Page excerpt:
Single by Karyn White

from the album Karyn White
- B-side: "Tell Me Tomorrow"
- Released: May 1989
- Recorded: 1988
- Studio: Silverlake Sound (Los Angeles)
- Genre: New jack swing
- Length: 5:38
- Label: Warner Bros.
- Songwriters: Kenneth Edmonds; Antonio Reid; Daryl Simmons;
- Producers: L.A. Reid; Babyface;

Karyn White singles chronology
| "Love Saw It" (1989) | "Secret Rendezvous" (1989) | "Slow Down" (1989) |

= Secret Rendezvous (song) =

1989 single by Karyn White

"Secret Rendezvous" is a song recorded by American singer Karyn White, from her debut studio album of the same name, and serves as the fourth single from the album. The song was written by Kenneth "Babyface" Edmonds, Antonio "L.A." Reid and Daryl Simmons, and produced by Reid and Babyface, who were at the peak of their success at the time as a songwriting and production team.

In the United States, it went to number one on the Billboard dance chart. On other Billboard charts, "Secret Rendezvous" went to number four on the R&B chart and number six on the pop chart. It was White's biggest hit at that time. Overseas, it peaked at number 22 on the UK Singles Chart.

==Track listing and formats==
- 7-inch vinyl single (USA)
1. Secret Rendezvous (Edit) - 3:58
2. Tell Me Tomorrow (LP Version) - 4:54

- 12-inch vinyl single, promo (USA)
3. Secret Rendezvous (12" House Version) - 7:25
4. Secret Rendezvous (Secret Drive-Time Radio Edit) - 4:02
5. Secret Rendezvous (12" Dance Mix) - 7:15

- 12-inch vinyl single (USA, UK, Germany)
6. Secret Rendezvous (Zanzibar Mix) - 6:00
7. Secret Rendezvous (12" White House Remix) - 7:24
8. Secret Rendezvous (Bacepella) - 6:06

- 12-inch vinyl single (UK)
9. Secret Rendezvous (After Hour Mix)
10. Secret Rendezvous (Extended Mix)
11. Secret Rendezvous (Dub-Dez-Vous Mix)

- 12-inch vinyl single (USA)

Required work:
a. According to the "Secret Rendezvous" article, what position did the song reach on the UK Singles Chart?
b. Output the part of the "Secret Rendezvous" article starting at "3. Secret Rendezvous" and ending at "Rendezvous (Dub-Dez-Vous Mix)".
The data has no connection to the "Secret Rendezvous" article.

Data shown:
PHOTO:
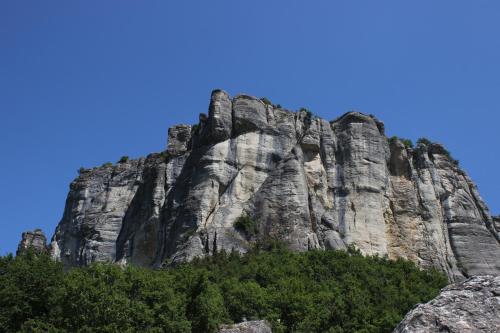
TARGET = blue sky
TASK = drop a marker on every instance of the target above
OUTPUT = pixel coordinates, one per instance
(85, 82)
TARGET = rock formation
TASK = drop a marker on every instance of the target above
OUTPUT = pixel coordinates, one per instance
(306, 181)
(472, 306)
(257, 326)
(35, 240)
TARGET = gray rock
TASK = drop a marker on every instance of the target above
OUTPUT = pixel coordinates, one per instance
(472, 306)
(257, 326)
(35, 240)
(179, 138)
(249, 114)
(220, 121)
(306, 181)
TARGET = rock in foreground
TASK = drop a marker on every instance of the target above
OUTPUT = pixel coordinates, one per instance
(472, 306)
(257, 326)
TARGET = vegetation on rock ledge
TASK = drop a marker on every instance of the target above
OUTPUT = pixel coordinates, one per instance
(315, 291)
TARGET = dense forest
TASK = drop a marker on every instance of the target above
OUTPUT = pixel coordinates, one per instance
(315, 291)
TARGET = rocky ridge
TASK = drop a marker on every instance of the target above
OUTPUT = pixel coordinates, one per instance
(472, 306)
(309, 182)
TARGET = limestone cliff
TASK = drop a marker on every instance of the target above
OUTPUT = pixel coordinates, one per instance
(307, 181)
(34, 240)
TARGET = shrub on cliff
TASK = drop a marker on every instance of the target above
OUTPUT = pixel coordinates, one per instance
(246, 225)
(315, 291)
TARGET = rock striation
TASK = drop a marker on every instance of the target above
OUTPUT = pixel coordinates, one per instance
(309, 182)
(472, 306)
(256, 326)
(35, 240)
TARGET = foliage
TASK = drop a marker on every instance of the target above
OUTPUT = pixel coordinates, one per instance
(246, 225)
(315, 291)
(309, 117)
(444, 151)
(195, 129)
(406, 142)
(424, 141)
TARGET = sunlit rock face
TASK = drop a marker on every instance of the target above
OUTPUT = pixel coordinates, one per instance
(469, 307)
(309, 182)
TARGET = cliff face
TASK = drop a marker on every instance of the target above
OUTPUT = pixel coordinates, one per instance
(34, 240)
(304, 180)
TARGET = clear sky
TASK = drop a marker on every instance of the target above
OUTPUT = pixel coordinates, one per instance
(85, 82)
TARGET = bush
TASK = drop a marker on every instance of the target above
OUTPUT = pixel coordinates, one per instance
(123, 159)
(406, 142)
(246, 225)
(444, 151)
(424, 141)
(314, 291)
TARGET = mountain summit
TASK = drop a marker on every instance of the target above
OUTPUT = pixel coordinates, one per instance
(250, 172)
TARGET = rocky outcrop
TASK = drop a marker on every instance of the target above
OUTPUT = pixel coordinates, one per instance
(472, 306)
(34, 240)
(257, 326)
(304, 180)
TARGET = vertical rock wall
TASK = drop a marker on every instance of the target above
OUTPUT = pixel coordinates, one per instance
(304, 180)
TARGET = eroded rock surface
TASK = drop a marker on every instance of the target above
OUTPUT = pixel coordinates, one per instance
(472, 306)
(256, 326)
(307, 181)
(35, 240)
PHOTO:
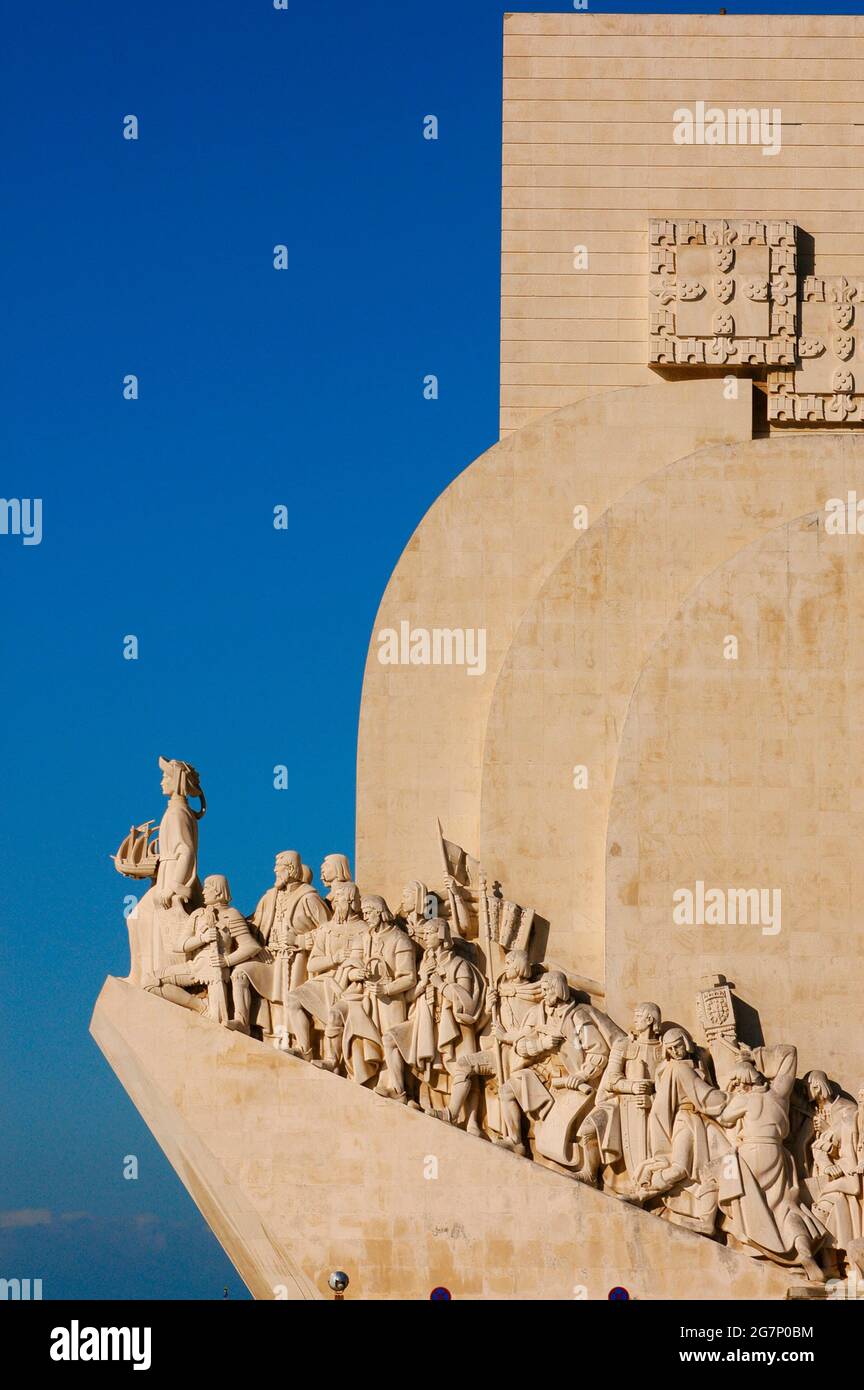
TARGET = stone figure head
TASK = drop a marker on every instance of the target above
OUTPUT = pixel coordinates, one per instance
(182, 780)
(375, 911)
(745, 1077)
(554, 987)
(517, 966)
(216, 890)
(677, 1044)
(288, 868)
(818, 1087)
(434, 934)
(646, 1019)
(335, 869)
(346, 900)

Results for each task:
a. Number 22.

b.
3. Secret Rendezvous (12" House Version) - 7:25
4. Secret Rendezvous (Secret Drive-Time Radio Edit) - 4:02
5. Secret Rendezvous (12" Dance Mix) - 7:15

- 12-inch vinyl single (USA, UK, Germany)
6. Secret Rendezvous (Zanzibar Mix) - 6:00
7. Secret Rendezvous (12" White House Remix) - 7:24
8. Secret Rendezvous (Bacepella) - 6:06

- 12-inch vinyl single (UK)
9. Secret Rendezvous (After Hour Mix)
10. Secret Rendezvous (Extended Mix)
11. Secret Rendezvous (Dub-Dez-Vous Mix)